**STATED EXERCISE:**
Can you print every line of the data below verbatim, leaving out the pictures?

**DATA FOR PROCESSING:**
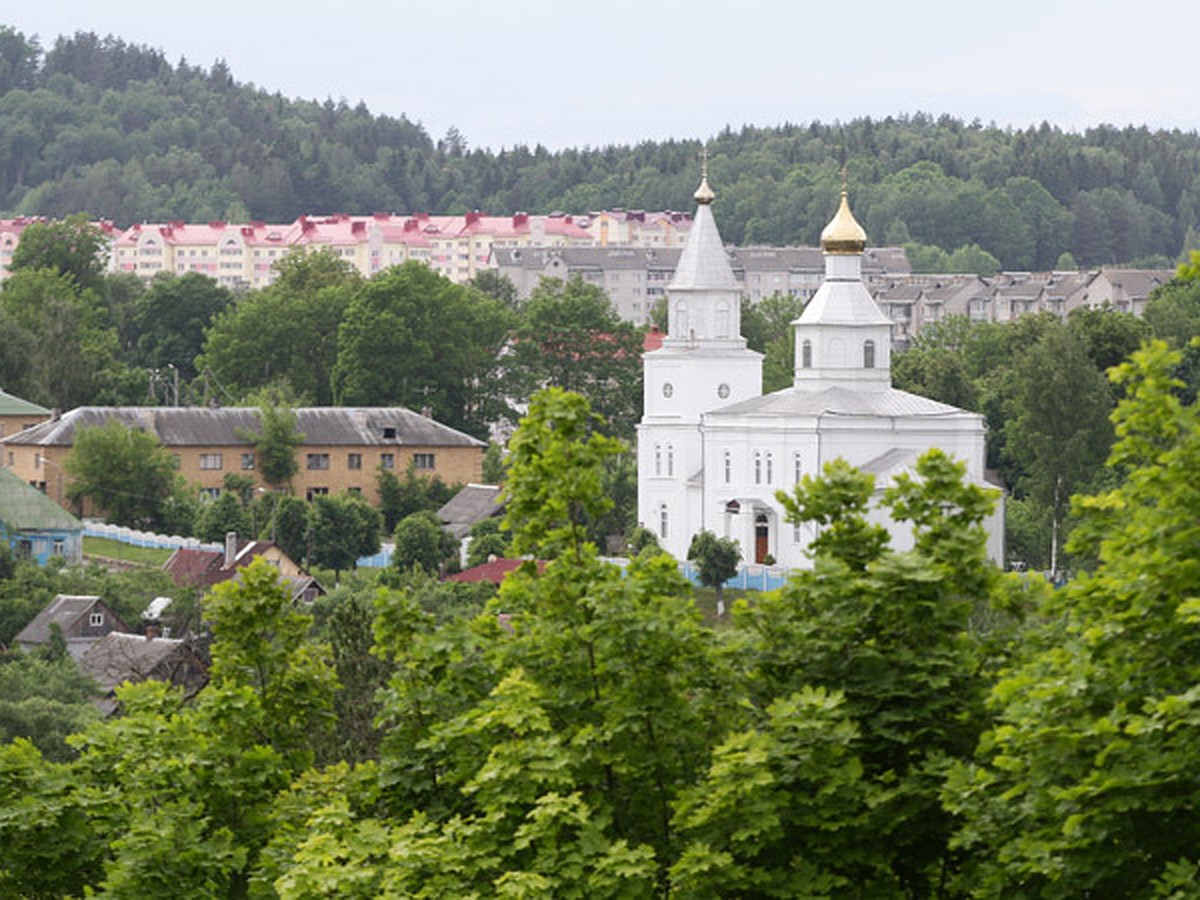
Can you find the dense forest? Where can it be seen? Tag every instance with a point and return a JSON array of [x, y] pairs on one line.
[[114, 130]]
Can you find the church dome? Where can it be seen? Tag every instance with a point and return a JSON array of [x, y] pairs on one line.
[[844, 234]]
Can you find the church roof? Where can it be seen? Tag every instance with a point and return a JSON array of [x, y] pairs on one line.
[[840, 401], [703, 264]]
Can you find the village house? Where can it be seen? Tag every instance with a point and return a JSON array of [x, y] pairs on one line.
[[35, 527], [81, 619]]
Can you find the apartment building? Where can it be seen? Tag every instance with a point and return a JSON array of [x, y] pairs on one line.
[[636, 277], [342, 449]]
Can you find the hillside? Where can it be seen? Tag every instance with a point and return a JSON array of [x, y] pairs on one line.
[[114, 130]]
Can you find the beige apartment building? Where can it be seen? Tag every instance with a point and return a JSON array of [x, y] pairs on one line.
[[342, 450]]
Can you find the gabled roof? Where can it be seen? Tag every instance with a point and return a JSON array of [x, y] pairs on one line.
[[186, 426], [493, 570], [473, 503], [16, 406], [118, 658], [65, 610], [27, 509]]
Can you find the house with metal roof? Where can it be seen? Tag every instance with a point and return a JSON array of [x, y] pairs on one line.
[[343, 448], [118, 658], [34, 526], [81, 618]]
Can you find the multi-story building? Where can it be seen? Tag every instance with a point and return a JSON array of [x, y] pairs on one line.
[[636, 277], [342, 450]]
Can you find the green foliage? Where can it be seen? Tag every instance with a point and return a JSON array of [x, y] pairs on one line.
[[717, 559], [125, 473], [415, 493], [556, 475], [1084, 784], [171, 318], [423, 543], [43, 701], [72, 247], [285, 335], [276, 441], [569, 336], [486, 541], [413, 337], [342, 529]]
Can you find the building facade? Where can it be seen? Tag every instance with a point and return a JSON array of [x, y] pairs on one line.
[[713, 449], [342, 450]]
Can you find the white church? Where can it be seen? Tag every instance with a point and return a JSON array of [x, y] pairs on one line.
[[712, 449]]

**TASK RESULT:**
Can you find the dense forest? Where can it be seen? Tag every instance with a point and return a JSON array of [x, y] pairs on one line.
[[114, 130]]
Can you find the church dome? Where can it be seen? Tag every instance with a point and return a JSON array of [x, y] pairs on one line.
[[844, 234]]
Can you find the church roof? Where can it be seen? Tag every instance with a point and return a JSON array of [x, y] pairs on one line.
[[840, 401], [703, 264]]
Can you find the village house? Where can it be seen? Tag every instance with a point and return a JSON array of [x, y] pairs on one line.
[[35, 527], [81, 619]]
Can you find the apartment building? Where can it be seen? Tag every instance with a point and return a JSON array of [x, y] pairs on one line.
[[636, 277], [342, 449]]
Can you find the hillside? Where can it be seen? Tag every instance with a point and return a JSON array of [x, y] pairs on one line.
[[114, 130]]
Can you find the beige apartment building? Where can it be seen? Tag every instance with a point and return a JSON array of [x, y] pairs on one line.
[[342, 450]]
Can you find the gabled roof? Where can it be seen? Tag every instance with a point and return a JSON array of [x, y] pairs on one line.
[[186, 426], [493, 570], [473, 503], [16, 406], [118, 658], [65, 610], [27, 509]]
Can you find the house with metal roof? Where can it be seen? Tag every instance with a point and return a JSON array of [x, y] pairs on one line.
[[343, 448], [118, 658], [34, 526], [81, 618]]
Can you find the multi-story building? Where can it be seen? Tag every instance with a point and return a JSON array of [x, y] pairs on one line.
[[636, 277], [342, 450]]
Can you find the green foliage? Where can it be seen? Tag every instance with a point and return a JSON array of [x, y] pairs on one line.
[[717, 559], [125, 473], [415, 493], [556, 475], [1084, 784], [171, 318], [423, 543], [43, 701], [72, 247], [285, 335], [276, 441], [569, 336], [486, 541], [413, 337], [342, 529]]
Can you find the building facade? Where can it be seen? Tag every instance with a point and return a JSON array of [x, y] pairs on one line.
[[713, 449], [342, 450]]
Can you find the white church? Where can it be seen? Tag every instance with a point and return a JSON array of [x, y] pairs on one line.
[[712, 449]]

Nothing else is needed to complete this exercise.